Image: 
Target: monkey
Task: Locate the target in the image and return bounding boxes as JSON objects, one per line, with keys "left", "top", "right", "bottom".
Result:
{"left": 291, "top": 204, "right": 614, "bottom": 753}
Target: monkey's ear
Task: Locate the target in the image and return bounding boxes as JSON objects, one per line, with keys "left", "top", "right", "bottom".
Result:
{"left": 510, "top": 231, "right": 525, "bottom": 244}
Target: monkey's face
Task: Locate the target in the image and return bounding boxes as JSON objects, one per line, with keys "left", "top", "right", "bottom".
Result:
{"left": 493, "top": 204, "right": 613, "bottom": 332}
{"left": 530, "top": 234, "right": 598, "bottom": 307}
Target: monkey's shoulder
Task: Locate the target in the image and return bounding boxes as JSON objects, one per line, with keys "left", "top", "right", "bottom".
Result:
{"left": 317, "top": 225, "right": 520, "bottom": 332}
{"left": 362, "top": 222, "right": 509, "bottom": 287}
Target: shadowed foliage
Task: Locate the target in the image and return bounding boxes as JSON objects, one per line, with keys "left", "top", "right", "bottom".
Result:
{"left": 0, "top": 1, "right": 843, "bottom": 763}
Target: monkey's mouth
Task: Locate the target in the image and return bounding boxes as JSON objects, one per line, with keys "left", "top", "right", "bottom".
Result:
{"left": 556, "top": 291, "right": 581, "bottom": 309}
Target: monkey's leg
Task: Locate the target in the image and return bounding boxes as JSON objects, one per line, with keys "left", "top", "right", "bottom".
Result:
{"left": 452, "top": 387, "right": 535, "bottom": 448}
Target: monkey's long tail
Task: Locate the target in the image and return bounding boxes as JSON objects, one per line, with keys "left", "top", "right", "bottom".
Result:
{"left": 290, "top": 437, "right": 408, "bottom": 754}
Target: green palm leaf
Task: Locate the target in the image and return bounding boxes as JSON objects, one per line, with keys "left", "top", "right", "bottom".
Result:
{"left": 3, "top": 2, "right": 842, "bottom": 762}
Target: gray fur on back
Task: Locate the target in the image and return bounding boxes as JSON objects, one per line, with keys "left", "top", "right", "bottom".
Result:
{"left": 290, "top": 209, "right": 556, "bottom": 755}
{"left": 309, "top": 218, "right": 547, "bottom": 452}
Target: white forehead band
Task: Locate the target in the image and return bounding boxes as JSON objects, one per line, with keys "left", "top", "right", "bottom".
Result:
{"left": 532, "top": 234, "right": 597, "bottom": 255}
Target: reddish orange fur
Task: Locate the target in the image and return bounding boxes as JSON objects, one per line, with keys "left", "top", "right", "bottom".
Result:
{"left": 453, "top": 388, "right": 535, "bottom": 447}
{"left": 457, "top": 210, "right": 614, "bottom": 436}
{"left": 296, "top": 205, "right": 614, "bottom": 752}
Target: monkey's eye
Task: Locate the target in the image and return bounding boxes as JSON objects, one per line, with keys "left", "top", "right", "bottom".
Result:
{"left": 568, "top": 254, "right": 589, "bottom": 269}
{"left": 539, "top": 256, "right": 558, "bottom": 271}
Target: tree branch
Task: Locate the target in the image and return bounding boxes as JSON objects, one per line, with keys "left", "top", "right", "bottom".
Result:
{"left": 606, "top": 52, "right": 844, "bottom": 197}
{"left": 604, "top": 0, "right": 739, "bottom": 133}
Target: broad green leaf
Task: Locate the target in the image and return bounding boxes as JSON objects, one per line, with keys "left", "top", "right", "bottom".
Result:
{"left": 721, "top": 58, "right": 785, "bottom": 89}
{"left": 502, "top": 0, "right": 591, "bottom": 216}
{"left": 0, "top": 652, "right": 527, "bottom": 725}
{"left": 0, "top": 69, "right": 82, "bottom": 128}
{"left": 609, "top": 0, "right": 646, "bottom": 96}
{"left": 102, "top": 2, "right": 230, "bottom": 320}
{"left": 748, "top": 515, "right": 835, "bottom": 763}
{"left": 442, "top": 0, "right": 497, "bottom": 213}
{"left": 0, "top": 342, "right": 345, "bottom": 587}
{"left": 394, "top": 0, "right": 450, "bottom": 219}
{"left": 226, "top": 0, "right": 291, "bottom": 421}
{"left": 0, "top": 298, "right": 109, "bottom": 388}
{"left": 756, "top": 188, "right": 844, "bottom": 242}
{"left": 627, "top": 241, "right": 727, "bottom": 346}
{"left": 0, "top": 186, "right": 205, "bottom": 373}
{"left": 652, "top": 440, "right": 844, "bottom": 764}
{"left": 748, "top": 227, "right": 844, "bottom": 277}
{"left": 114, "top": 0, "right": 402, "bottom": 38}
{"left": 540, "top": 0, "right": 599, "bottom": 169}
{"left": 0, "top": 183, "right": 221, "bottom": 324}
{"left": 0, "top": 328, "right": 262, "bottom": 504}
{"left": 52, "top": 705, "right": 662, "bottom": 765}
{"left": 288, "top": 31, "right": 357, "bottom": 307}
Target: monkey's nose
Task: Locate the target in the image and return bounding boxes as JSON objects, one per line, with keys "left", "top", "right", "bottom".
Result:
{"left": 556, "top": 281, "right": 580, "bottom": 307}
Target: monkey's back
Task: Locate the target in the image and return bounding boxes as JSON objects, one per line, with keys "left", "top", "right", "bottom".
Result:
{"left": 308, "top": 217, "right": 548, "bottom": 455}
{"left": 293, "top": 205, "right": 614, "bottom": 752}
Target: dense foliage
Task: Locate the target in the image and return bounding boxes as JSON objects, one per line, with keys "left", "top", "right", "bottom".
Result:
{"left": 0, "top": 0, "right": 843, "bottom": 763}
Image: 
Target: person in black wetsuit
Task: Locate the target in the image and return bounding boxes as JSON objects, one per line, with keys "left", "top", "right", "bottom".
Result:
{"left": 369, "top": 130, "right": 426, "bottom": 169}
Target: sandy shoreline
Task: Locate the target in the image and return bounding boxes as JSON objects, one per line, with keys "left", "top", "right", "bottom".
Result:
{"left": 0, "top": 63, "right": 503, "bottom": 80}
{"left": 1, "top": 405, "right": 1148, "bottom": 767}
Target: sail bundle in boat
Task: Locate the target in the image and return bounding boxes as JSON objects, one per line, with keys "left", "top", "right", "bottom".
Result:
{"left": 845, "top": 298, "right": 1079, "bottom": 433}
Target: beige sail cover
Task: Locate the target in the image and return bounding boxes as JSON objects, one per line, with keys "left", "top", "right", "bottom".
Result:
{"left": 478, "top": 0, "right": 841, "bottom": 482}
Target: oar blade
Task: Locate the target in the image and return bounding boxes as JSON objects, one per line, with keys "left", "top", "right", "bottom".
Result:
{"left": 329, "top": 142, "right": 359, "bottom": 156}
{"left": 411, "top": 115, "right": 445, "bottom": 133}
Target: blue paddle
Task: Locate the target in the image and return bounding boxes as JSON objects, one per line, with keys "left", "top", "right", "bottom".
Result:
* * * *
*Assignment:*
Return the lines above, from the one containing "Target: oar blade" to the end, exactly as they stand.

*Answer to the problem:*
Target: oar blade
Task: Locate the target in the image and return bounding boxes as JSON objects, one per line, with keys "left", "top", "right", "bottom".
Result:
{"left": 329, "top": 142, "right": 359, "bottom": 156}
{"left": 411, "top": 115, "right": 445, "bottom": 133}
Target: blue paddle
Task: Locate the target in the image and return bounding boxes as JSON objects, one per line, with keys "left", "top", "right", "bottom".
Result:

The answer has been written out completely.